#### RAW RECORDS
▽
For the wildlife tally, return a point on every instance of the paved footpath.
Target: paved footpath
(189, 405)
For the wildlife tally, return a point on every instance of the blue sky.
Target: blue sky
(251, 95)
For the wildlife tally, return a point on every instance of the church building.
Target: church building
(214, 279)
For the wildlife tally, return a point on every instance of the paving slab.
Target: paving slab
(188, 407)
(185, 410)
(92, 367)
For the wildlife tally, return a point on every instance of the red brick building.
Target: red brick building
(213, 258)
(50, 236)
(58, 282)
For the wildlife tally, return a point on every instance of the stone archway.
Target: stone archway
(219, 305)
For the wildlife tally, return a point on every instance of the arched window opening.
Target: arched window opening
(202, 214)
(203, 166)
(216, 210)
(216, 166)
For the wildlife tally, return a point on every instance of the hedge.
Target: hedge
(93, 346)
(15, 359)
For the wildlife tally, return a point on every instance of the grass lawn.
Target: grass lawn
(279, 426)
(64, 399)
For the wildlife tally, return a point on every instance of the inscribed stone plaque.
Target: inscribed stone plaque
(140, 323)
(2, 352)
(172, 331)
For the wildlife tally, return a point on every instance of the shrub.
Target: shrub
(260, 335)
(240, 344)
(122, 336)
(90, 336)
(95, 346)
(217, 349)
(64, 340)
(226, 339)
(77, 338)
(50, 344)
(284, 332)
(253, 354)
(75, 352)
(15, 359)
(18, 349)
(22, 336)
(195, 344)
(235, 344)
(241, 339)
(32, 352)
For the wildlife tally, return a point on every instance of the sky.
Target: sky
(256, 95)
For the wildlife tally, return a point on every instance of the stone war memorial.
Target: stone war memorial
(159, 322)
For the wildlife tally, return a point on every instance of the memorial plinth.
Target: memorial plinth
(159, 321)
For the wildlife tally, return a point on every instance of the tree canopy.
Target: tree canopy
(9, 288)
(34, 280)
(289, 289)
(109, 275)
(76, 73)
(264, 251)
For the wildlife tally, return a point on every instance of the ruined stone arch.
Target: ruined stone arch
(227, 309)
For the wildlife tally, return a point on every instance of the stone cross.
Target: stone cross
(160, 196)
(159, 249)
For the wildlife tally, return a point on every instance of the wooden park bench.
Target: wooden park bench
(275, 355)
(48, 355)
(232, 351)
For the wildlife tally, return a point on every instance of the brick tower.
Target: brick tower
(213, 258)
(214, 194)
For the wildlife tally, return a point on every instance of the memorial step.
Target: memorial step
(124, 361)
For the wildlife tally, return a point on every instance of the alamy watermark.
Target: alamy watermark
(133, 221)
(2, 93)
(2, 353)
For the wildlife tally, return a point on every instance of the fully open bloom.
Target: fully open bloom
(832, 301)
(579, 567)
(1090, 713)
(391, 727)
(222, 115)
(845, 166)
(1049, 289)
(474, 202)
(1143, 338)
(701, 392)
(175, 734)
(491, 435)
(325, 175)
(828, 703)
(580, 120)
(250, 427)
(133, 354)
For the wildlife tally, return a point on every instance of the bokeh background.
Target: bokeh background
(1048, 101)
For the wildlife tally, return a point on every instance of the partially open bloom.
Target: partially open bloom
△
Render all of the records above as a Markdown table with the columns Row and Record line, putting each nonblank line in its own row, numbered in order.

#### OUTPUT FOR THIS TASK
| Row | Record line |
|---|---|
| 1 | For the wildlife tally, return a point on every instance of the paved footpath. |
| 2 | Target: paved footpath |
| 3 | (189, 405) |
| 4 | For the wildlife tally, return a point on every instance of the blue sky. |
| 5 | Target: blue sky |
| 6 | (251, 95) |
| 7 | For the wildlife tally, return a point on every instance of the church building. |
| 8 | Target: church building |
| 9 | (214, 279) |
| 10 | For the wildlife tally, return a point on every instance of the paving slab. |
| 11 | Target: paving slab |
| 12 | (188, 407) |
| 13 | (185, 410) |
| 14 | (92, 367) |
| 15 | For the wildlife tally, return a point on every instance of the red brick building. |
| 16 | Target: red brick building |
| 17 | (213, 258) |
| 18 | (50, 236) |
| 19 | (58, 282) |
| 20 | For the wildlife tally, return a point on every instance of the stone archway. |
| 21 | Target: stone archway |
| 22 | (219, 305) |
| 23 | For the wildlife tally, return a point on every instance of the arched window opening. |
| 24 | Target: arched window opening |
| 25 | (202, 214) |
| 26 | (203, 166) |
| 27 | (216, 210) |
| 28 | (216, 166) |
| 29 | For the wildlife tally, return a point on every instance of the hedge. |
| 30 | Target: hedge |
| 31 | (93, 346) |
| 32 | (15, 359) |
| 33 | For the wildlife tally, return a point on every instance of the grass lawn. |
| 34 | Target: grass lawn |
| 35 | (279, 426) |
| 36 | (64, 399) |
| 37 | For the wildlife tally, return a point on every instance of the inscribed stone plaque. |
| 38 | Target: inscribed stone plaque |
| 39 | (140, 323) |
| 40 | (2, 352) |
| 41 | (172, 331) |
| 42 | For the wildlife tally, return a point on every instance of the shrub. |
| 43 | Target: shrub |
| 44 | (260, 335) |
| 45 | (240, 344) |
| 46 | (122, 336) |
| 47 | (90, 336) |
| 48 | (95, 346) |
| 49 | (217, 349) |
| 50 | (64, 340) |
| 51 | (226, 339) |
| 52 | (77, 338) |
| 53 | (50, 344) |
| 54 | (284, 332) |
| 55 | (253, 354) |
| 56 | (75, 352) |
| 57 | (15, 359) |
| 58 | (18, 349) |
| 59 | (22, 336) |
| 60 | (195, 344) |
| 61 | (235, 344) |
| 62 | (241, 339) |
| 63 | (32, 352) |
| 64 | For the wildlife tally, return a point on every instance of the sky. |
| 65 | Target: sky |
| 66 | (256, 95) |
| 67 | For the wildlife tally, return a point on every instance of the stone war memorial. |
| 68 | Target: stone war memorial |
| 69 | (159, 322) |
| 70 | For the wildlife tally, return a point on every instance of the memorial plinth. |
| 71 | Target: memorial plinth |
| 72 | (159, 321) |
| 73 | For the wildlife tally, return a point on every instance of the tree canopy. |
| 74 | Target: tree canopy |
| 75 | (9, 288) |
| 76 | (34, 280) |
| 77 | (289, 289) |
| 78 | (109, 275) |
| 79 | (76, 73) |
| 80 | (264, 251) |
| 81 | For the wildlife tally, return a point on every instance of the ruined stone arch. |
| 82 | Target: ruined stone arch |
| 83 | (227, 309) |
| 84 | For the wildlife tally, return a point on every instance of the stone cross. |
| 85 | Target: stone cross |
| 86 | (160, 196) |
| 87 | (159, 249) |
| 88 | For the wildlife tally, return a point on every instance of the wooden park bench. |
| 89 | Target: wooden park bench |
| 90 | (275, 355) |
| 91 | (48, 355) |
| 92 | (232, 351) |
| 93 | For the wildlife tally, return a point on every instance of the brick tower. |
| 94 | Target: brick tower |
| 95 | (213, 258) |
| 96 | (214, 194) |
| 97 | For the wildlife tally, return a point on every instance of the memorial step. |
| 98 | Target: memorial step |
| 99 | (124, 361) |
| 100 | For the wildlife tally, return a point on every instance of the alamy watermark. |
| 101 | Target: alamy watermark |
| 102 | (133, 221) |
| 103 | (2, 93) |
| 104 | (2, 353) |
| 105 | For the wildlife tally, return a point on every instance of the fully open bloom. |
| 106 | Target: fully open bloom |
| 107 | (832, 301) |
| 108 | (579, 567) |
| 109 | (1090, 713) |
| 110 | (391, 727) |
| 111 | (222, 115) |
| 112 | (845, 166) |
| 113 | (1049, 289) |
| 114 | (474, 202) |
| 115 | (1143, 338) |
| 116 | (701, 392) |
| 117 | (175, 734) |
| 118 | (491, 435) |
| 119 | (325, 175) |
| 120 | (828, 703) |
| 121 | (580, 120) |
| 122 | (250, 427) |
| 123 | (133, 354) |
| 124 | For the wildlife tally, return a point on every instance of the bokeh background. |
| 125 | Target: bokeh background |
| 126 | (1048, 101) |
| 127 | For the wildlife tally, return a point on every instance of the partially open bloom. |
| 128 | Target: partially open bloom |